Records from a data collection:
=-=-=-=-=

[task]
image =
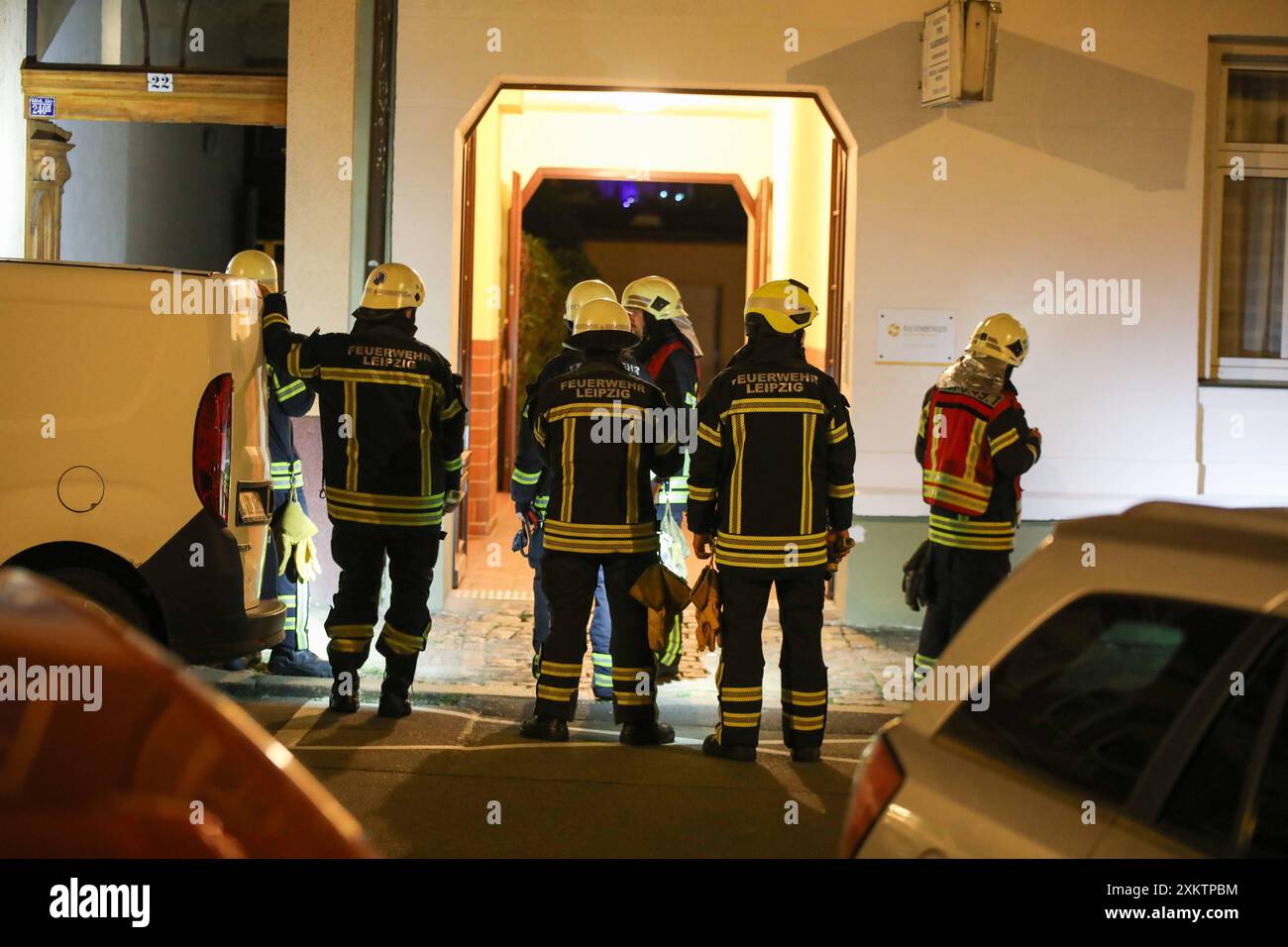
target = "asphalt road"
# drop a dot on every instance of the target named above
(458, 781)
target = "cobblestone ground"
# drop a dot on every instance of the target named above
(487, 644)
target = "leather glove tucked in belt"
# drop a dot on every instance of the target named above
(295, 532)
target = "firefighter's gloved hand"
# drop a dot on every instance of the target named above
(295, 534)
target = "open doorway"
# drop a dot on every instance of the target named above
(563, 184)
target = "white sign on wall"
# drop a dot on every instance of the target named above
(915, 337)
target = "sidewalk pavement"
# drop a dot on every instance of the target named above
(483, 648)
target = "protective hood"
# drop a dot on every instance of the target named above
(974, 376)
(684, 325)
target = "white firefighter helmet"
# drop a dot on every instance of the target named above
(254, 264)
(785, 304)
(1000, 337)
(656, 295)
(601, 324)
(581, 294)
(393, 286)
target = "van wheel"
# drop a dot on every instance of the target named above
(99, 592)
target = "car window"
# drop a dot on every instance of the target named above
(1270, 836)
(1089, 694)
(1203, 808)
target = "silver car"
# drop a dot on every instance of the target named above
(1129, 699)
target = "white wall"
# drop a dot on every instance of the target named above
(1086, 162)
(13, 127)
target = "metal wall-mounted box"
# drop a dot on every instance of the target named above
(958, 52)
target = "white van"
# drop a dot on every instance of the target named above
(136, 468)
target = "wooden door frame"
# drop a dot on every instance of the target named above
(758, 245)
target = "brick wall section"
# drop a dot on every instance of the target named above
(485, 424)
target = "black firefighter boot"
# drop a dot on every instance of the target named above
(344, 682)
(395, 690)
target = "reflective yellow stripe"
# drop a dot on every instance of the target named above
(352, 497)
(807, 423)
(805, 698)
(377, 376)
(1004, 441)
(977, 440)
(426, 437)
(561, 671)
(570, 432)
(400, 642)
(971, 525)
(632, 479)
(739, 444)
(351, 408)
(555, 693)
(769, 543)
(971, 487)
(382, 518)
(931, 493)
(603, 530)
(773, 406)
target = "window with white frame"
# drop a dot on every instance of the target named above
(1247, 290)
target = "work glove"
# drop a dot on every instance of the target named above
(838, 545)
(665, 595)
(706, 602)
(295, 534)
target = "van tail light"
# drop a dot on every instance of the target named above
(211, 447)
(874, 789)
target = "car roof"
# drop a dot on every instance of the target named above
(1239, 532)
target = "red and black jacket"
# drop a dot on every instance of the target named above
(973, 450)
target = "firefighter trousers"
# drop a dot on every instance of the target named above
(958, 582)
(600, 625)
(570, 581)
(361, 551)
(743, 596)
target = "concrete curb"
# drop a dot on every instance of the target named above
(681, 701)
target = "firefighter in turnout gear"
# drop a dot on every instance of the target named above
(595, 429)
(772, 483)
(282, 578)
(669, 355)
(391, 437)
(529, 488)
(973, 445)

=-=-=-=-=

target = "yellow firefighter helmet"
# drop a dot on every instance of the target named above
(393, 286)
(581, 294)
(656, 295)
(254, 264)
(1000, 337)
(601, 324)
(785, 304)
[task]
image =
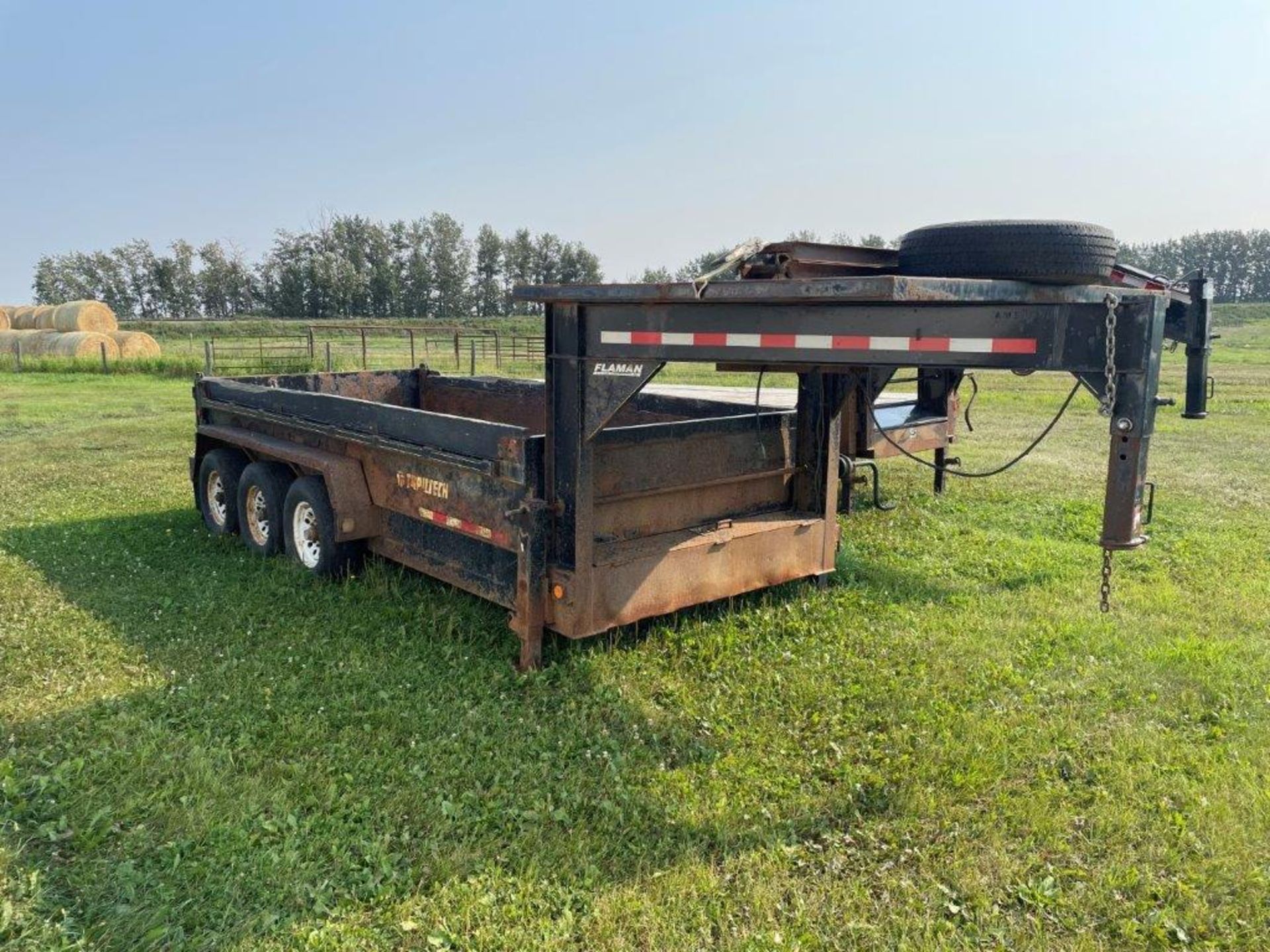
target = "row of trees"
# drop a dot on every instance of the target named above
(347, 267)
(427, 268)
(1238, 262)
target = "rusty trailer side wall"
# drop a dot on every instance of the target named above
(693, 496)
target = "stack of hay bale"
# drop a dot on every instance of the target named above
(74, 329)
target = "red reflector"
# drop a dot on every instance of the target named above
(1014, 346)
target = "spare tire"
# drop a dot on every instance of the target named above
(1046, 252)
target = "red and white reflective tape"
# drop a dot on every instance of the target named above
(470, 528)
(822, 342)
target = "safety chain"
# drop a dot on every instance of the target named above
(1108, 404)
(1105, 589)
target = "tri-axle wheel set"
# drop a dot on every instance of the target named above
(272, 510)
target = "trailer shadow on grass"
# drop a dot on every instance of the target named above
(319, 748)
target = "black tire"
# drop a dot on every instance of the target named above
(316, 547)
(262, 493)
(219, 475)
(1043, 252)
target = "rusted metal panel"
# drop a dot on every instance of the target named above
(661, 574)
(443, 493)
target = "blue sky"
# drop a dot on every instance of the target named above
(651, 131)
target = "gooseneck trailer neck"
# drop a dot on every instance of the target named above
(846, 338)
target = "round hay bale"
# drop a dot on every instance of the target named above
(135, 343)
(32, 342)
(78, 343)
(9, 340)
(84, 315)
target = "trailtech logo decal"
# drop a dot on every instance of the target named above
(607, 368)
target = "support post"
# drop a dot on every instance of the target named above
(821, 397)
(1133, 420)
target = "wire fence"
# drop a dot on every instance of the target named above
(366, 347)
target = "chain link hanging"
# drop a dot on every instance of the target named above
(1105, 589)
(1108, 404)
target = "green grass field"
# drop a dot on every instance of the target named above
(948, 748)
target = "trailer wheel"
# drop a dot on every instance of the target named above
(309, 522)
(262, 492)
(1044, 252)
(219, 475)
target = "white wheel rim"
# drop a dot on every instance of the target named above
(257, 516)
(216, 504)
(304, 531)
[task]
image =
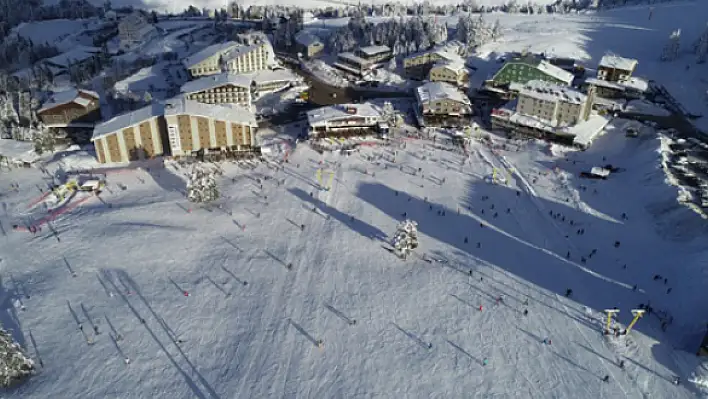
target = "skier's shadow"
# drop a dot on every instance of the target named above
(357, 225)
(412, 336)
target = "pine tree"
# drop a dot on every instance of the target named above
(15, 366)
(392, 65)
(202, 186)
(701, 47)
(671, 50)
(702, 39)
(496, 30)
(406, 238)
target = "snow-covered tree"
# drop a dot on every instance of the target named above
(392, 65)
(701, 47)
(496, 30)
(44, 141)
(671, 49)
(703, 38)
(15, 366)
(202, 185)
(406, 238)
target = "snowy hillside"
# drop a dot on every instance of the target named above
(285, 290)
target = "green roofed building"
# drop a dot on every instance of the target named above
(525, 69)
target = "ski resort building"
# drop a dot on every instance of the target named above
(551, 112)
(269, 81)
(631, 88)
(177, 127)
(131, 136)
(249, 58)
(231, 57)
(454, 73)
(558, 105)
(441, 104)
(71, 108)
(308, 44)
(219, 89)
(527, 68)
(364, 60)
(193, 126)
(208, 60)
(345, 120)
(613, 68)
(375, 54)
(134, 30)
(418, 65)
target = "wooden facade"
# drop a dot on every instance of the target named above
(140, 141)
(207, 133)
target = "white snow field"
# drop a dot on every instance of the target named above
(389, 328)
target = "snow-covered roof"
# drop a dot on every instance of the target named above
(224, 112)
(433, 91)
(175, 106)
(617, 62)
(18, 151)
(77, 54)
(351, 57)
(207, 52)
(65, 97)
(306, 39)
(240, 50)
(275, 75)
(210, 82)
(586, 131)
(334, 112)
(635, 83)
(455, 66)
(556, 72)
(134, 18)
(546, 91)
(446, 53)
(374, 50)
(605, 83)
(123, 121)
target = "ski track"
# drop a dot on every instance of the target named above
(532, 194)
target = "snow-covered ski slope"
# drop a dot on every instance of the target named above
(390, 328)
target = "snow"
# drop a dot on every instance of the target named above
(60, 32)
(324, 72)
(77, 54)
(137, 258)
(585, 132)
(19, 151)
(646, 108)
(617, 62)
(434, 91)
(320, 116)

=-=-=-=-=

◆ **WHAT YOU ARE ASKED TO DO**
List every line of the records above that contains the string "building". Case counts.

◆ **SOLUTION**
target = "green roofed building"
target = "ski resort building"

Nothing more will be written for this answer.